[YOUR OBJECTIVE]: In the listing, from the line with "Where can you find the rear passenger" to the line with "point(750, 562)", swap "rear passenger door" for "front passenger door" and give those lines again with everything else unchanged.

[Pointing dataset records]:
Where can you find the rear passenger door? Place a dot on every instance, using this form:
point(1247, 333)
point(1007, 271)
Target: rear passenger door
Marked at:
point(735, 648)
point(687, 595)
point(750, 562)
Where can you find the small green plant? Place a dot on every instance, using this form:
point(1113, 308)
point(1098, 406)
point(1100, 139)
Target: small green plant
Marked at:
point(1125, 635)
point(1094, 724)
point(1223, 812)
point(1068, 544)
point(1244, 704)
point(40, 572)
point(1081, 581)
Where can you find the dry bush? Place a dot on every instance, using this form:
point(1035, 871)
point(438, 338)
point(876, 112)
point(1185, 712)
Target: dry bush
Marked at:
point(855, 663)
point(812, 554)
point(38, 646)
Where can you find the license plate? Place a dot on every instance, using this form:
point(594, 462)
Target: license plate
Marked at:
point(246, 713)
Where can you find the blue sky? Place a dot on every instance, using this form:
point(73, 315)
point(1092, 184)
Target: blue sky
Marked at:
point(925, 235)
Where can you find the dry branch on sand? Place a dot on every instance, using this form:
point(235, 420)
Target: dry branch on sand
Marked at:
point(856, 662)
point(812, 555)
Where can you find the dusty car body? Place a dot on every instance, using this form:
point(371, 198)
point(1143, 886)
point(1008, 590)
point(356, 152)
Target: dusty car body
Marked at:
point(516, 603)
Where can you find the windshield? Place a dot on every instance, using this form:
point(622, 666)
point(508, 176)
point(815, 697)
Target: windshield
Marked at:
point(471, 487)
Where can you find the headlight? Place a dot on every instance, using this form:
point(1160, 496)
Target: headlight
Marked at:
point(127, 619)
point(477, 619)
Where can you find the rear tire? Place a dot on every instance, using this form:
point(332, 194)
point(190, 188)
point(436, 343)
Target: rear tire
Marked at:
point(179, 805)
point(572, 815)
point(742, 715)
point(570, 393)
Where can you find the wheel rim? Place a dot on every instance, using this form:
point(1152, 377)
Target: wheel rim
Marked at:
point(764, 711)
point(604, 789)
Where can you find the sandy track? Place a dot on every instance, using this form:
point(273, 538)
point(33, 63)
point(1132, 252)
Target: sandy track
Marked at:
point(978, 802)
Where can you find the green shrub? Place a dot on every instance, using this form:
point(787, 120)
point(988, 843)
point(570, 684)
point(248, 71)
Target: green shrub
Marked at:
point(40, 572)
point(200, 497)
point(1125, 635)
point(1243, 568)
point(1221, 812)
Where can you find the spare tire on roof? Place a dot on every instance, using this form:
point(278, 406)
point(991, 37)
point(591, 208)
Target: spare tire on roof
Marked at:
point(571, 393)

...

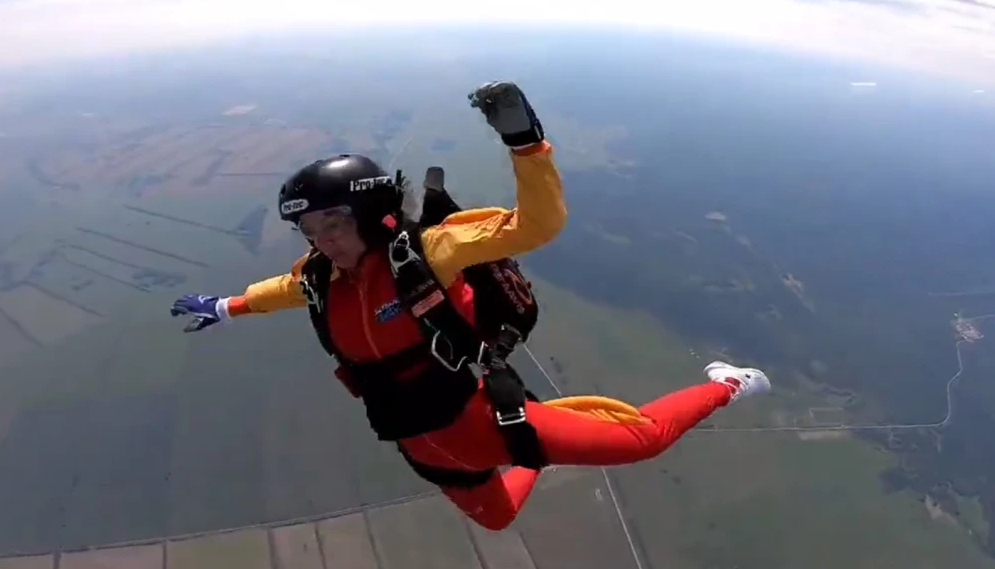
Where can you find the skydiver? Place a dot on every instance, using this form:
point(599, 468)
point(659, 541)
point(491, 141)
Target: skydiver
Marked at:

...

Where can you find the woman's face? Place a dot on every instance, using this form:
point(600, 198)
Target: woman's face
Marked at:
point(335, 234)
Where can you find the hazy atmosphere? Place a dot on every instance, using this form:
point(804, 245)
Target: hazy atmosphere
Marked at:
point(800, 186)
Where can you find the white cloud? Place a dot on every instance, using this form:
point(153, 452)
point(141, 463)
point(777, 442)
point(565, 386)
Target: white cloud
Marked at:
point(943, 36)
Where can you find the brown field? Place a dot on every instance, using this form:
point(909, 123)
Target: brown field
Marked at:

[SOLUTION TO THIS EXERCISE]:
Where can you find the front passenger door? Place a dot on every instance, using this form:
point(1247, 333)
point(1007, 271)
Target: front passenger door
Marked at:
point(735, 648)
point(687, 595)
point(750, 562)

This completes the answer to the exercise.